*To be done:*
Reproduce only the lines from the line containing "Labeling batch C. For the image above, tag the blue sky" to the end of the entries below, including both of those lines.

* START Supplied records *

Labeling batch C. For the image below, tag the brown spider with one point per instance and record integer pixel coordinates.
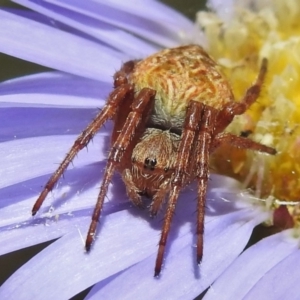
(169, 112)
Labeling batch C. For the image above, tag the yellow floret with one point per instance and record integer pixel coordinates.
(238, 45)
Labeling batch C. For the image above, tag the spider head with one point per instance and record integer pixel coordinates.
(155, 153)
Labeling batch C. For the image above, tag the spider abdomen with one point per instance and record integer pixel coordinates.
(179, 75)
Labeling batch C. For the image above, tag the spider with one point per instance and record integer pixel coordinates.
(170, 111)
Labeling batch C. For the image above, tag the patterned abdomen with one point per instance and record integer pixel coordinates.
(179, 75)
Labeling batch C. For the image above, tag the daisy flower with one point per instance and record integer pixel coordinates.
(84, 43)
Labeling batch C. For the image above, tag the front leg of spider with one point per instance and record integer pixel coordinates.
(137, 118)
(122, 91)
(182, 175)
(203, 146)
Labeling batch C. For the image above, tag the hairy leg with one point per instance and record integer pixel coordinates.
(141, 108)
(232, 109)
(203, 147)
(181, 176)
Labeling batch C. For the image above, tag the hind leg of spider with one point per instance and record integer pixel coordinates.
(137, 118)
(122, 92)
(203, 146)
(182, 173)
(232, 109)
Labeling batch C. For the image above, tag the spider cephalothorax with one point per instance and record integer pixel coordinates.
(170, 111)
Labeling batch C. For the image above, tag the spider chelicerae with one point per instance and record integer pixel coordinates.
(170, 111)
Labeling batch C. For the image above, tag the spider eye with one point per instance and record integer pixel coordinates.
(150, 163)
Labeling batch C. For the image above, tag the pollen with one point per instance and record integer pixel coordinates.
(268, 31)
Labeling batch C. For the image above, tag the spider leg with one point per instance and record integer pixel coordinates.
(203, 147)
(141, 105)
(181, 176)
(240, 142)
(232, 109)
(131, 189)
(159, 197)
(108, 111)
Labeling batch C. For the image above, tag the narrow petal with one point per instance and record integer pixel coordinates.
(54, 89)
(77, 270)
(255, 262)
(160, 33)
(218, 254)
(80, 57)
(281, 282)
(108, 34)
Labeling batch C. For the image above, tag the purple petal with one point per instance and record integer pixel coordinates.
(80, 56)
(282, 281)
(255, 264)
(54, 89)
(112, 253)
(160, 33)
(180, 265)
(123, 41)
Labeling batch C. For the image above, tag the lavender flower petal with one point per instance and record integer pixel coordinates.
(255, 262)
(54, 89)
(17, 34)
(218, 254)
(76, 270)
(281, 282)
(108, 34)
(160, 33)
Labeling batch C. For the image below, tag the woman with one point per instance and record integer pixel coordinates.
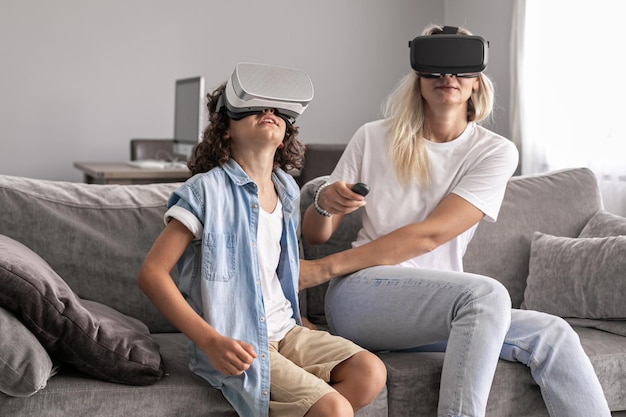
(448, 172)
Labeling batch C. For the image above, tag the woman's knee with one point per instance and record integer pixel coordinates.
(490, 292)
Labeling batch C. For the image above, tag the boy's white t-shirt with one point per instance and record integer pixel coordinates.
(278, 310)
(476, 166)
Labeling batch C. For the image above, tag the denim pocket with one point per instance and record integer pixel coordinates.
(218, 261)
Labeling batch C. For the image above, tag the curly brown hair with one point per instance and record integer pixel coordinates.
(214, 150)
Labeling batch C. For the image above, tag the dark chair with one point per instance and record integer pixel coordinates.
(319, 159)
(152, 149)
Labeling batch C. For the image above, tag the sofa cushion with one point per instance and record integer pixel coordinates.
(25, 365)
(604, 224)
(94, 236)
(90, 336)
(559, 203)
(577, 277)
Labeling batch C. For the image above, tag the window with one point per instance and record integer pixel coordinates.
(570, 93)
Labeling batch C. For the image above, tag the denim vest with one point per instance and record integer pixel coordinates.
(219, 274)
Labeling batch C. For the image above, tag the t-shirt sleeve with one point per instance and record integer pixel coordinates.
(348, 168)
(485, 183)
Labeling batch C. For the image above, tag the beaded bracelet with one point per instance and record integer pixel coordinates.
(316, 204)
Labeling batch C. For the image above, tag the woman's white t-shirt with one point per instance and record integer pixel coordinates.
(475, 166)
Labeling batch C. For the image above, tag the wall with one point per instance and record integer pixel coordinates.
(80, 79)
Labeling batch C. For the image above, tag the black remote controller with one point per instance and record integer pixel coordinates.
(360, 188)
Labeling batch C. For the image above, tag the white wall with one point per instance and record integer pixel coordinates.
(79, 79)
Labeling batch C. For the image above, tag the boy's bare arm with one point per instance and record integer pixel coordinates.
(227, 355)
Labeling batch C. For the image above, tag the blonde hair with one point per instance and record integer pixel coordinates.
(404, 108)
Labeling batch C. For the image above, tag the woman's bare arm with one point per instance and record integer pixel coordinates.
(451, 217)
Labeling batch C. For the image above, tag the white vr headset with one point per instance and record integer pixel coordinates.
(255, 87)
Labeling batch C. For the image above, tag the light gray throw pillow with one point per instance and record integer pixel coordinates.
(25, 366)
(577, 277)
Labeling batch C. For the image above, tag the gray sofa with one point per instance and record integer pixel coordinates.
(94, 237)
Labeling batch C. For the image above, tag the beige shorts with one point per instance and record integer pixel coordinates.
(300, 367)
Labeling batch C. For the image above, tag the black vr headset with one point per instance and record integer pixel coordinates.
(253, 88)
(448, 54)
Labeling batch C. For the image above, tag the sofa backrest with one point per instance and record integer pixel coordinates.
(94, 236)
(558, 203)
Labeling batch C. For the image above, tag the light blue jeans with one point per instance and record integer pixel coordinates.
(398, 308)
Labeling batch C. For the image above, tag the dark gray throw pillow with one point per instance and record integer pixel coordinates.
(577, 277)
(92, 337)
(25, 366)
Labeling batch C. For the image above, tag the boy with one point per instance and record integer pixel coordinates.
(231, 230)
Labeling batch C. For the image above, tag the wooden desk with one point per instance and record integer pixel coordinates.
(122, 173)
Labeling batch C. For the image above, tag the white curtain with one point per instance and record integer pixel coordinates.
(569, 90)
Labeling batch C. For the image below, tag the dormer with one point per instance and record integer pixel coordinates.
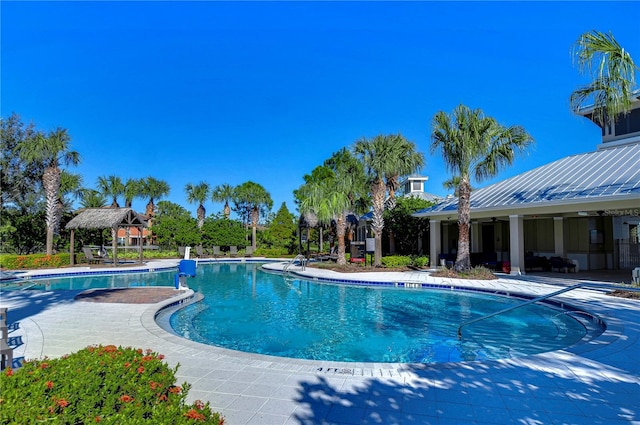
(413, 184)
(625, 129)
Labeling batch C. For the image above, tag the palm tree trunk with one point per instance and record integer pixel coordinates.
(51, 183)
(377, 224)
(463, 260)
(340, 232)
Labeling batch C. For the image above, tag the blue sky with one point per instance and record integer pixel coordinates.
(226, 92)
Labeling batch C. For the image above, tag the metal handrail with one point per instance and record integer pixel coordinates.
(540, 298)
(300, 257)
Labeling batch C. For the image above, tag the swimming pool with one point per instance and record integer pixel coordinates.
(249, 310)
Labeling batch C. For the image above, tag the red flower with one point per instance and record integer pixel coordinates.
(192, 414)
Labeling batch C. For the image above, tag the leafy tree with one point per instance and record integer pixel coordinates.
(281, 232)
(251, 202)
(197, 194)
(153, 189)
(218, 230)
(223, 193)
(50, 151)
(173, 226)
(18, 179)
(471, 143)
(111, 187)
(612, 73)
(385, 157)
(408, 229)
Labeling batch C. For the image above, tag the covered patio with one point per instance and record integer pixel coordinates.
(106, 218)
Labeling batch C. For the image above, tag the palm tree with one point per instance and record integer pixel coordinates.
(612, 73)
(197, 194)
(70, 184)
(91, 198)
(328, 199)
(111, 187)
(132, 189)
(226, 193)
(153, 189)
(385, 157)
(50, 151)
(473, 144)
(253, 200)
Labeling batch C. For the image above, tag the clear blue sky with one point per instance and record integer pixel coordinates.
(228, 92)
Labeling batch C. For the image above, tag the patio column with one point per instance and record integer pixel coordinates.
(434, 242)
(475, 236)
(558, 236)
(516, 242)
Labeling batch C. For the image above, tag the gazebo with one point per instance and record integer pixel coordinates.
(106, 218)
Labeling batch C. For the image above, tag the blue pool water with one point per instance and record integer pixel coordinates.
(250, 310)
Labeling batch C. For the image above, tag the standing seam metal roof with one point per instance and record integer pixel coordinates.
(607, 173)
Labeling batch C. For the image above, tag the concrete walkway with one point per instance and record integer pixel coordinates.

* END Supplied records *

*Finished exercise:*
Labeling batch C. For the image above, tag the blue sky with one point per instance and record integer pixel coordinates.
(226, 92)
Labeling batch C. For the image above, tag the metal handrail with one point per instance and record integer pixel coordinates.
(540, 298)
(300, 257)
Labeling batch C. For the image above, tag the swimming pool with one point per instance and record integer pixel coordinates.
(249, 310)
Labeling batch C. For the image above, tag the red flower with one point per instance and record integer pixel coordinates.
(192, 414)
Labeling batch C. For the image above, tag the leafy tree with one point per instance and record integer pixel coordinates.
(281, 232)
(251, 202)
(197, 194)
(153, 189)
(218, 230)
(223, 193)
(50, 151)
(173, 226)
(18, 179)
(471, 143)
(111, 187)
(612, 73)
(385, 157)
(408, 229)
Labeling batch C. For the image above, tag the covered patio with one point per instance and record integer pixel coordinates.
(106, 218)
Labeling batch C. For the image above, tag the palm tree with one point per instance and record integer pixel coordinates.
(612, 73)
(197, 194)
(70, 184)
(91, 198)
(328, 199)
(111, 187)
(132, 189)
(226, 193)
(153, 189)
(385, 157)
(50, 151)
(473, 144)
(253, 200)
Labeling batch C. For the image above, tag the clear blue sky with one point per instance and record integer pixel coordinates.
(228, 92)
Labeling batch C. For the image above, tag the patio column with one point per instance and record integer pixel coordinates.
(434, 242)
(475, 236)
(558, 236)
(516, 242)
Labeling batch C. For the image above, tag the gazebo with one point per instance and record integer pixel coordinates.
(106, 218)
Labeling batch C. For the image above, tag the blue pool water with one point per instance and record integer pixel coordinates.
(250, 310)
Labeling batch C. For the image above, tag the standing seam metal roof with one point per instance and record integer pixel coordinates.
(607, 173)
Labeling batch C. For the image above, tag the concrete walkway with one point per instance and record integer pixel coordinates.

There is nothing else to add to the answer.